* **DIRECTIONS**
Reproduce the complete set of records exactly. No picture is to appear in the copy.

* **THE DATA**
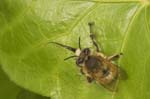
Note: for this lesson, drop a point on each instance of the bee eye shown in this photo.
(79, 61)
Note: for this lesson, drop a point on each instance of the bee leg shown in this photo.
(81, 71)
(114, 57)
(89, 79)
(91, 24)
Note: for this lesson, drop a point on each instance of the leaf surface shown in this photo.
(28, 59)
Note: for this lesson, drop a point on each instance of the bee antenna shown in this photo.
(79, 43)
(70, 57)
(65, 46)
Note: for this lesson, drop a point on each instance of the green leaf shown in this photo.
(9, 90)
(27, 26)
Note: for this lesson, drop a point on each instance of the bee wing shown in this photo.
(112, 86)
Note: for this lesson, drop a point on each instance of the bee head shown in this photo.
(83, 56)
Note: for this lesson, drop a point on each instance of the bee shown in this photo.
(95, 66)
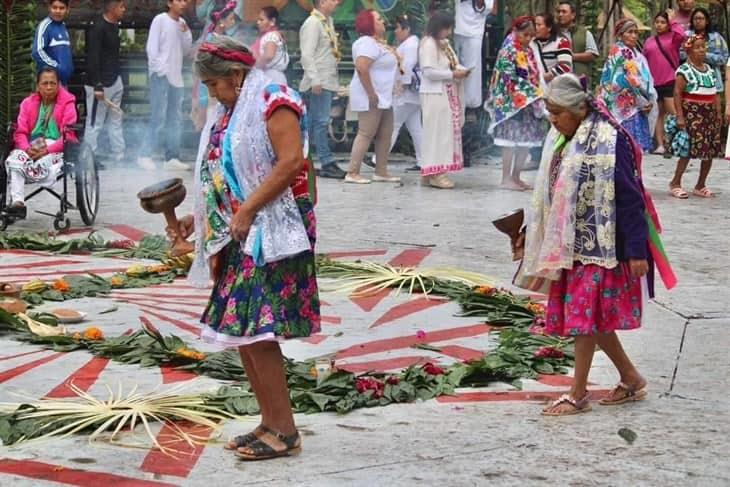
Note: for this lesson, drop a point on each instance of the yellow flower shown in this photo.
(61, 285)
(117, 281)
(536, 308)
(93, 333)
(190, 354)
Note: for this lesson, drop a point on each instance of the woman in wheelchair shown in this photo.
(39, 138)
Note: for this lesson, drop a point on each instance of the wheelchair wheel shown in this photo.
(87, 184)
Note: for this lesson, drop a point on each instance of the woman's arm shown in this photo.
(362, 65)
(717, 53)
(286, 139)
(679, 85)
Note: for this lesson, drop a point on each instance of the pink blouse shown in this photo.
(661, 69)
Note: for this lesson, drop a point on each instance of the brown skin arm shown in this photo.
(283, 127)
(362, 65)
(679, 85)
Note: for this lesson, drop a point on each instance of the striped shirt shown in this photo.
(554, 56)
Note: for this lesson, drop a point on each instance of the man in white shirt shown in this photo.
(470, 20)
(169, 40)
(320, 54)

* **ANSWER BELOW**
Note: for this lesson, drop a point on each instance of the bee eye shown in this photo.
(79, 61)
Note: for this lesson, drop a point on each instance of the bee leg shown in this photo.
(81, 71)
(114, 57)
(89, 79)
(91, 24)
Note: for this lesson, drop a point on each instance of the leaf surface shown in this photo.
(28, 59)
Note: for this lesson, drop a point on each instance of the bee antenna shown in this photo.
(79, 43)
(70, 57)
(65, 46)
Note: for this lesson, drop a point on each instance of the green leaf shown in this photo.
(9, 90)
(27, 26)
Note: for this lesson, drop a point on each instance of the bee wing shown in this photo.
(112, 86)
Note: for this lesson, drop a point on each instance of the bee head shown in this photo.
(83, 56)
Note: for this lesson, drop a point on each instance of the bee shown in this photo.
(95, 66)
Note: for this lesson, drop a point on each instance of the yellow flower shown in this photo.
(61, 285)
(117, 281)
(536, 308)
(93, 333)
(190, 354)
Note: for this lesson, drop a point on each instance of the woman in wheelchair shown in this photo.
(39, 138)
Note: for this lesson, drop a point on each instance of the wheelchair wheel shown in this photo.
(87, 184)
Note: for this lesson, drop a point on each instance of the woman's arm shown in this photo.
(362, 65)
(717, 53)
(286, 139)
(679, 85)
Note: for this lesson, drop a point on each instance of the pink blouse shown in this photo.
(661, 69)
Note: for this lesson, drop a point on each instance of the brown skin arm shown in this photo.
(283, 127)
(362, 65)
(679, 85)
Note: for this lesson, drop a point on each instance of the striped shirt shown in this photo.
(554, 56)
Note: for this lesson, drop a point on each instance of the man in white shirt shown in this photo.
(470, 20)
(169, 40)
(320, 54)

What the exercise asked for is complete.